# WORK REQUIRED
Reproduce every one of the following items verbatim, keeping each line unchanged.
____ DATA ENTRIES
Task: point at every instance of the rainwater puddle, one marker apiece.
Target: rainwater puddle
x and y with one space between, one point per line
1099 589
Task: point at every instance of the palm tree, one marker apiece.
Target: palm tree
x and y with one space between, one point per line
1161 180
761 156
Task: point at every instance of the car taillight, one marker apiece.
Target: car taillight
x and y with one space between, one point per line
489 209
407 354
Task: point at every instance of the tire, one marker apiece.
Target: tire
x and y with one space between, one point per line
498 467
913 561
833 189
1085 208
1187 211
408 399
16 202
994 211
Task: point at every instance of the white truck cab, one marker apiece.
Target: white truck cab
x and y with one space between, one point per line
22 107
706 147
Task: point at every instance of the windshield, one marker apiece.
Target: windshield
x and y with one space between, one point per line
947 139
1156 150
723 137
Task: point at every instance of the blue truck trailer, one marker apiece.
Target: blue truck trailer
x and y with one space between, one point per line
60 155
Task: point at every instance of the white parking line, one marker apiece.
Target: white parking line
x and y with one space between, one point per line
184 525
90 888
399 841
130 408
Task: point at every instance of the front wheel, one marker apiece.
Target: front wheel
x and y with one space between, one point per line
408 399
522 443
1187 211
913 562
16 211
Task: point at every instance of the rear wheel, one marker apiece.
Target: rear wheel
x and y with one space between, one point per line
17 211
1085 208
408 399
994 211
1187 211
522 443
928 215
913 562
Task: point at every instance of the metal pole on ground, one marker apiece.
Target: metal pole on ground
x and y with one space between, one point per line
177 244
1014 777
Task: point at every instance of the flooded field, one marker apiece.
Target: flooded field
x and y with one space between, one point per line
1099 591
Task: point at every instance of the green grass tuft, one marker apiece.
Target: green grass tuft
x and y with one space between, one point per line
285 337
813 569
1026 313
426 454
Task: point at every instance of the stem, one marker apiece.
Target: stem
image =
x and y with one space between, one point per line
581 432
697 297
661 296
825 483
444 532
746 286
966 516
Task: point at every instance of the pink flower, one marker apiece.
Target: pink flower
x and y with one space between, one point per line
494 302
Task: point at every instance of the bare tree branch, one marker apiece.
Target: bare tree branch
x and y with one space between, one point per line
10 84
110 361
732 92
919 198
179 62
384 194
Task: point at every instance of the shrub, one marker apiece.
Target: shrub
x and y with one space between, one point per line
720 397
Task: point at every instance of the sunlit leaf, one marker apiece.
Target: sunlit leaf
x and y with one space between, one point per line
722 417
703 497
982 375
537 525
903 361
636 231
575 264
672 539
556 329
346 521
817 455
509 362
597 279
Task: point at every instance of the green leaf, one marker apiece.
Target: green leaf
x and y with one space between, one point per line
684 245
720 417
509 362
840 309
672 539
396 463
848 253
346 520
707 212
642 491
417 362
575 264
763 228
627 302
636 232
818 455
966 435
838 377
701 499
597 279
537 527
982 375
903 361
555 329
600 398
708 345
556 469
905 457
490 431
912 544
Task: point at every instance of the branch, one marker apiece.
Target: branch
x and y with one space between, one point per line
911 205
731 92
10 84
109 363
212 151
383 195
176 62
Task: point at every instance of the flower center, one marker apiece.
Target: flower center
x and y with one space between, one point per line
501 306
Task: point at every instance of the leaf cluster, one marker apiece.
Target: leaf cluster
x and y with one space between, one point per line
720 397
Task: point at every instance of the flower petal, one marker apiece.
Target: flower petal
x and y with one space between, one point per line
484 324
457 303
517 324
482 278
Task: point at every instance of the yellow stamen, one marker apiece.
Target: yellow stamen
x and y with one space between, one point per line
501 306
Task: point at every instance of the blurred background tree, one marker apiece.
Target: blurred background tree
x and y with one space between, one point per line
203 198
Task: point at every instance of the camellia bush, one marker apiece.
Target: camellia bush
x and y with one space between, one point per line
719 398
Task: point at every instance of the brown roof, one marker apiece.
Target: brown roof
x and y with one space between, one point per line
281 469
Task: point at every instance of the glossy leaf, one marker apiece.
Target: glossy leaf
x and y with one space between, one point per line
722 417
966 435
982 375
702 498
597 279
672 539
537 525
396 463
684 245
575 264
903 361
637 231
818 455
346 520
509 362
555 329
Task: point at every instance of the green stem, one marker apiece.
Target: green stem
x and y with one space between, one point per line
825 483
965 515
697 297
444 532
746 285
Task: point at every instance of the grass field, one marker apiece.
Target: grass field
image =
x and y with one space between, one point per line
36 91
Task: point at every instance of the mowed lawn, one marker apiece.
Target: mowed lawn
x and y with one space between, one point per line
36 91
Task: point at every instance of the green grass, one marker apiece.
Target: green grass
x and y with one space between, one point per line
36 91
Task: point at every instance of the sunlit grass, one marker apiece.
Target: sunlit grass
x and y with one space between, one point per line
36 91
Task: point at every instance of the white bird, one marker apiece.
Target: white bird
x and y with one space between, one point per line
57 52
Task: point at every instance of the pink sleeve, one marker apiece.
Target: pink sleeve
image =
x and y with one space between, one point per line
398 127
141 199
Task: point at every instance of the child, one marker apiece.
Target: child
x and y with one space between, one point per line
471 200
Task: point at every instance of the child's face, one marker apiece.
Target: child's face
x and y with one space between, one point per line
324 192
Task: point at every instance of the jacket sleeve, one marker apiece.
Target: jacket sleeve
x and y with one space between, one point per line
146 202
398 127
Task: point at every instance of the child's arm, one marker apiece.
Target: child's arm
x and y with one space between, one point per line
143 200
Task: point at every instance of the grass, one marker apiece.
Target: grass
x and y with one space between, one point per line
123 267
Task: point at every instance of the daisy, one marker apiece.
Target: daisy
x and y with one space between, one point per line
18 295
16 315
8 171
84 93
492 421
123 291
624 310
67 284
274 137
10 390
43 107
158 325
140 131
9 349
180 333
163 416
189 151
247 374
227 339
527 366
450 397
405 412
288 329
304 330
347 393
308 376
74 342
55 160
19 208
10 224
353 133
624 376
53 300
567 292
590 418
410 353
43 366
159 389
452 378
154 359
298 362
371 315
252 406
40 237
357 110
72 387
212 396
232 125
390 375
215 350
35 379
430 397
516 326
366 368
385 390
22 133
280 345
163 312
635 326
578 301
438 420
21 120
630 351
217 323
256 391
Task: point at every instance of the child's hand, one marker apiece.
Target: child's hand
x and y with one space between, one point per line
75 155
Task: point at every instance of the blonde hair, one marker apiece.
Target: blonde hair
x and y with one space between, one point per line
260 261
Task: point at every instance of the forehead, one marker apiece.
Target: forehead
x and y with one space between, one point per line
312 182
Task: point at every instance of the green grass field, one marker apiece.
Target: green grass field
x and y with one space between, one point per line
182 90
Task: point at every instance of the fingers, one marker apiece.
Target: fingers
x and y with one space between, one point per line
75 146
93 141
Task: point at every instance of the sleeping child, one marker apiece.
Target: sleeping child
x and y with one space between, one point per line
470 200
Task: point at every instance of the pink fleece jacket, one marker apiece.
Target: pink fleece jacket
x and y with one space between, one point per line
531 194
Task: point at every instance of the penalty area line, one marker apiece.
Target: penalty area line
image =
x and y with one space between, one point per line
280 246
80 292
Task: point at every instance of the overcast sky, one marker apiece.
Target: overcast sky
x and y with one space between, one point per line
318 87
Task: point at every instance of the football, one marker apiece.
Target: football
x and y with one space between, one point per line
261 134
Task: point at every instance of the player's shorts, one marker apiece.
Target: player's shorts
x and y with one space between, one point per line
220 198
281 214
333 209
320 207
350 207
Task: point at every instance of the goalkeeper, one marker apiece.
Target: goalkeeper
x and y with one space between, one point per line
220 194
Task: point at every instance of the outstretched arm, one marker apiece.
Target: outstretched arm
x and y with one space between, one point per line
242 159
________
# ANSWER TO THE EXERCISE
Task: point at every instance of the rainwater puddle, one marker apiece.
Target: rainwater puddle
x and y with one space between, one point per line
1099 589
Task: point at every instance of the palm tree, one marker apiece.
Target: palm tree
x and y with one space between, one point per line
1161 180
761 156
Task: point at every instance of the car taillight, one marker apiece.
Target: car taillight
x and y with one space between, one point per line
489 209
407 354
Task: point at every instance of the tire, one marker apiece.
Target: tire
x and y with one space between, one point per line
498 467
913 561
833 189
1085 208
1187 211
408 399
16 202
994 211
Task: point at every instance of the white truck cab, one marker apiece.
Target: white truck cab
x and y with one space between, one point per line
22 107
706 147
Task: point at every instance of the windshield, one marker apiece.
Target: windshield
x and y with one space between, one point per line
947 139
1156 150
723 137
Task: point at every instance of the blue truck trailer, one marker apiece.
Target: blue truck trailer
x and y with one space between, one point per line
60 155
Task: point at every instance of the white parking line, one marker apiece.
Target: white parking line
x and y with one space between, one point per line
184 525
90 888
399 841
130 408
Task: point at every instance of the front wheel, one marker apiece.
Target: front wheel
x and y with one space between, one point per line
408 399
522 443
1187 211
913 562
16 211
Task: point at every instance of the rear wheel, one marker apiece.
Target: rear wheel
x and y with one space between, one point per line
17 211
1085 208
408 399
994 211
1187 211
522 443
928 215
913 562
Task: point at every instance of the metal pole on ground, one marker apiece.
Target: metal pole on ground
x and y with one space between, one point per line
177 244
1014 777
Task: point at every instance of the flooded field, one marker apiece.
Target: flooded field
x and y with one space between, one point per line
1099 591
Task: point at every instance of the green grass tuft, one marker apiece.
Target: green grass tuft
x and y with one space between, one point per line
285 337
813 569
1026 313
426 454
Task: point at every instance of the stem, one marker apiece.
Target: stem
image =
x and y with one space between, one point per line
581 432
697 297
661 296
825 483
444 532
746 286
966 516
Task: point at every instance of the pink flower, one marker apiece.
Target: pink flower
x and y with one space between, one point per line
494 302
Task: point at every instance of the bare tree branch, one marker apiece.
Target: bare tree branch
x and y with one space between, one point per line
10 84
110 361
732 92
919 198
179 62
384 194
Task: point at every instance of the shrub, one marker apiece.
Target: shrub
x and y with one space between, one point per line
720 397
Task: point at every instance of the sunlit leaf, one marker apiece.
Target: sunlit leaf
x and y with one space between, one point per line
722 417
703 497
982 375
537 525
903 361
636 231
575 264
672 539
556 329
346 521
817 455
509 362
597 279
Task: point at every instance of the green leaf, one marker apiece.
Target: green leaf
x and y with one space between, one point per line
684 245
720 417
509 362
840 309
672 539
396 463
848 253
346 520
707 212
642 491
417 362
575 264
763 228
627 302
636 232
818 455
966 435
838 377
701 499
597 279
537 527
982 375
903 361
555 329
600 398
708 345
556 469
905 457
490 431
912 544
Task: point at every instance of the branch, one marker apiece.
Target: branch
x and y with one space between, one point per line
911 205
731 92
10 84
109 363
212 151
383 195
176 62
Task: point at every instance of the flower center, one marker apiece.
Target: flower center
x and y with one space between, one point per line
501 306
Task: point at every instance of the leaf cluster, one marker apiece.
Target: leaf cluster
x and y with one space between, one point per line
720 397
Task: point at every instance of the flower petal, one marker apiece.
Target: flower petal
x and y with one space between, one point per line
484 324
457 303
517 324
482 278
Task: point at every instance of the yellow stamen, one marker apiece.
Target: yellow stamen
x and y with one space between, one point per line
501 306
Task: point at every instance of the blurred background tree, one marker apiece.
Target: blurred background tree
x and y with one space between, one point per line
203 198
Task: point at every instance of the camellia bush, one marker apiece.
Target: camellia bush
x and y with one space between, one point per line
719 398
Task: point at every instance of the brown roof, one marker apiece.
Target: brown roof
x and y with one space between, one point per line
281 469
Task: point at every instance of the glossy leaf, one marker apiece.
Target: glossy leaf
x and y with one space between, one point per line
722 417
966 435
982 375
702 498
597 279
672 539
537 525
396 463
684 245
575 264
903 361
637 231
818 455
346 520
509 362
555 329
Task: point at every instance of the green stem, one marker apiece.
Target: green stem
x and y with one space between, one point per line
825 483
965 515
697 297
444 532
746 285
Task: point at every instance of the grass field, one marker apiece.
Target: grass field
image =
x and y with one space between, one point per line
36 91
Task: point at every instance of the mowed lawn, one marker apiece.
Target: mowed lawn
x and y with one space between, one point per line
36 91
Task: point at every instance of the green grass, one marker apiece.
Target: green grass
x and y with one space between, one point per line
36 91
Task: point at every instance of the sunlit grass, one marker apiece.
Target: sunlit grass
x and y with one space between, one point per line
36 91
Task: point at every instance of the white bird, one marker apiece.
Target: white bird
x and y with one space between, one point per line
57 52
Task: point at every instance of the pink sleeve, one marker apiece.
Target: pink sleeve
image =
x and y with one space between, one point per line
398 127
141 199
Task: point at every instance of the child, one marker apiece.
Target: child
x and y with one space between, one point per line
471 200
Task: point at every instance of the child's face, one marker apiece.
Target: child's face
x and y with one space between, one point per line
324 192
Task: point at every instance of the jacket sleeve, one marker apiece.
Target: jacket sleeve
x and y with one space between, one point per line
146 202
398 127
Task: point at every instance of the child's arm, one marker apiece.
Target: child's arm
x and y with one space between, one point per line
143 200
Task: point at every instance of the grass, one marker apiece.
Target: grass
x and y with one space between, one point per line
123 267
Task: point at every instance of the daisy, one marker apiece.
Target: daisy
x and y with one space between, one point per line
18 295
16 315
8 171
84 93
492 421
123 291
624 310
67 284
274 137
10 390
43 107
158 325
140 131
9 349
180 333
163 416
189 151
247 374
227 339
527 366
450 397
405 412
288 329
304 330
347 393
308 376
74 342
55 160
19 208
10 224
353 133
624 376
53 300
567 292
590 418
410 353
43 366
159 389
452 378
154 359
298 362
371 315
252 406
40 237
357 110
72 387
212 396
232 125
390 375
215 350
35 379
430 397
516 326
366 368
385 390
22 133
280 345
163 312
635 326
578 301
438 420
21 120
630 351
217 323
256 391
Task: point at every instance of the child's hand, one marker apiece.
Target: child's hand
x and y with one space between, one point per line
75 155
Task: point at every instance of the blonde hair, one marker apiece.
Target: blonde hair
x and y with one space between, one point per line
260 261
Task: point at every instance of the forehead, one marker apiece.
Target: forehead
x and y with one space between, one point per line
312 182
Task: point at every instance of the green grass field, one marker apiece.
Target: green grass field
x and y with one space between, one point per line
182 90
Task: point at every instance of the fingers, one marker apiece.
Target: fingers
x and y with one space between, one point per line
75 146
93 141
Task: point at every instance of the sleeping child, one marker apiece.
Target: sleeping child
x and y with one space between, one point per line
470 200
Task: point at every instance of the pink fleece jacket, one marker apiece.
Target: pink fleece jacket
x and y with one space between, one point per line
531 194
Task: point at every instance of the penalty area line, one marker apiece.
Target: penalty area line
image =
x and y with one space between, one point per line
280 246
80 292
Task: point at every instance of the overcast sky, one marker apiece.
Target: overcast sky
x and y with one space between, one point per line
318 87
Task: point at every instance of the football, one marker apiece.
Target: football
x and y with one space between, one point per line
261 134
Task: point at every instance of the player's shorts, one marker apiece.
Target: player's shorts
x and y with one space between, one point per line
220 198
281 214
333 209
320 207
350 207
Task: point at every instance of the goalkeeper, one marker apiece.
Target: goalkeeper
x and y with one space between, one point per line
220 194
Task: point at every instance of the outstretched arm, one marker apiece.
Target: outstretched arm
x and y with one space between, one point per line
242 159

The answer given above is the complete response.